+++ Source data +++
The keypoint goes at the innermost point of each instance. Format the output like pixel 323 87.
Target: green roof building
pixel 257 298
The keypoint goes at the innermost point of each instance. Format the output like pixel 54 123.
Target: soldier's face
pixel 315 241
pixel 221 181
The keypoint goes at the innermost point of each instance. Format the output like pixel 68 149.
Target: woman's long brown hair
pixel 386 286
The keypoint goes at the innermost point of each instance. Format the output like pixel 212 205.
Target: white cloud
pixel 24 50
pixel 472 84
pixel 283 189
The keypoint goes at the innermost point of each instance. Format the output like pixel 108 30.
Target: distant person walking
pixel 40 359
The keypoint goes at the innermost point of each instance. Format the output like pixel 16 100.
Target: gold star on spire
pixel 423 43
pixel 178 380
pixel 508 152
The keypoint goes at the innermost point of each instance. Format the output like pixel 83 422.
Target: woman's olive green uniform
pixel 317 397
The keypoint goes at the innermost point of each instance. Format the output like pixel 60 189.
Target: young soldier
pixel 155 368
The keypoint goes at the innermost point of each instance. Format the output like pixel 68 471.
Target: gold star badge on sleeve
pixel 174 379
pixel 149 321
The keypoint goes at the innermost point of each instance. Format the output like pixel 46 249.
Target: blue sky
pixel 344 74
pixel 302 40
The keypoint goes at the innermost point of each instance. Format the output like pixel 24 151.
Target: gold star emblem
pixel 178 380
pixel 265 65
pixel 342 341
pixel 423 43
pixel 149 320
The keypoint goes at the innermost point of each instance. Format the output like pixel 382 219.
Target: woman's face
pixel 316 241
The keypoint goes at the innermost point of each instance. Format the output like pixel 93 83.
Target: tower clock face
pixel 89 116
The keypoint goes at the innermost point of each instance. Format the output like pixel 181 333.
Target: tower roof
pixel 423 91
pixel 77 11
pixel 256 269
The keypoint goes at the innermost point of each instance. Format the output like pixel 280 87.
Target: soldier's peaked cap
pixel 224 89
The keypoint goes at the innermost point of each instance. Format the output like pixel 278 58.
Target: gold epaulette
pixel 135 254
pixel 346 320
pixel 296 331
+++
- Task directions
The reply must consist solely of the lines from the one containing "pixel 278 58." through the last line in the material above, reproduced exactly.

- Answer to this exercise
The keypoint goes at the innermost point of each instance. Format the output like pixel 278 58.
Target: gold epaulette
pixel 135 254
pixel 346 320
pixel 296 331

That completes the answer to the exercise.